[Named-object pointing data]
********************

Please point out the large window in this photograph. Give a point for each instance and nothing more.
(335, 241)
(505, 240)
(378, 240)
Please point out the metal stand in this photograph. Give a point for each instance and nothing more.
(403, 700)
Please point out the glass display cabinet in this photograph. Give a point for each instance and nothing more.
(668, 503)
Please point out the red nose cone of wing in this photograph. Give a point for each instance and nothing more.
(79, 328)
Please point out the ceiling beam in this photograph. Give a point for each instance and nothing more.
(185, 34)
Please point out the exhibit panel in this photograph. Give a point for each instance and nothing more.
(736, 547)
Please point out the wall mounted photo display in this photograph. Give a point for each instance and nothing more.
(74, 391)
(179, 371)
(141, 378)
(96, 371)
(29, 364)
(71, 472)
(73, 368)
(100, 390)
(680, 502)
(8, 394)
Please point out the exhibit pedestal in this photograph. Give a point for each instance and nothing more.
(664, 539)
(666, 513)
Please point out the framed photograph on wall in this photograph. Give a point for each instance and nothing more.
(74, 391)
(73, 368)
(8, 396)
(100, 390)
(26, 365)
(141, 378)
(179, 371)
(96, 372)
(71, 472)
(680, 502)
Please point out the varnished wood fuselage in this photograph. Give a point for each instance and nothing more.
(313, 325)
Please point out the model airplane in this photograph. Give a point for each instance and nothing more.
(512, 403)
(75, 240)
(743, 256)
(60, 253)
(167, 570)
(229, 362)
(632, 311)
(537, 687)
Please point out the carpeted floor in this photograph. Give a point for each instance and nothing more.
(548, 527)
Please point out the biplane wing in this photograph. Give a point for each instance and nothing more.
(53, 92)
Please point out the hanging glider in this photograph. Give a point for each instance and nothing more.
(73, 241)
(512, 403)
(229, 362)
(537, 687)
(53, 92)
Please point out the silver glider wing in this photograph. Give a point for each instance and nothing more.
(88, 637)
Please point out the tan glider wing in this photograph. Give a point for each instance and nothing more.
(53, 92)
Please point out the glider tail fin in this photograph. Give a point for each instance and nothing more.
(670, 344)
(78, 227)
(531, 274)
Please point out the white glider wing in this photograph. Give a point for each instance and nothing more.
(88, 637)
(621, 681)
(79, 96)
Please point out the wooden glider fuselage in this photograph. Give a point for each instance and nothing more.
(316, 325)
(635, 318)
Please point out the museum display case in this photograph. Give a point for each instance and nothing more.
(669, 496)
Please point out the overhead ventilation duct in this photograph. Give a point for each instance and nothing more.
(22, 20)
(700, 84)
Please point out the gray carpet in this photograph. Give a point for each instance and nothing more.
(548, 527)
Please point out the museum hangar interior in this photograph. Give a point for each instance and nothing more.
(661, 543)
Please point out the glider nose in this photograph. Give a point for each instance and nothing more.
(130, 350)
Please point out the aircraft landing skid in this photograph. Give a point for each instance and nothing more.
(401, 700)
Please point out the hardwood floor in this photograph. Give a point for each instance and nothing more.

********************

▸ DIRECTION: Rescale the data from the line containing "Please point out the glider nose" through the end of the data, and reproduce only those lines, requests included. Multiply every point coordinate in the answers by 1.35 and round each result to a whole number, with halves rounded up.

▸ RESPONSE FOR THIS EXERCISE:
Please point out the glider nose in this photograph. Give a point for each instance and nothing more.
(176, 473)
Please point out the aircraft landing skid in this photograph. Give a point for each instance and nothing more.
(541, 945)
Please point out the hardwood floor in this photograph. Give a point for each instance and nothing more.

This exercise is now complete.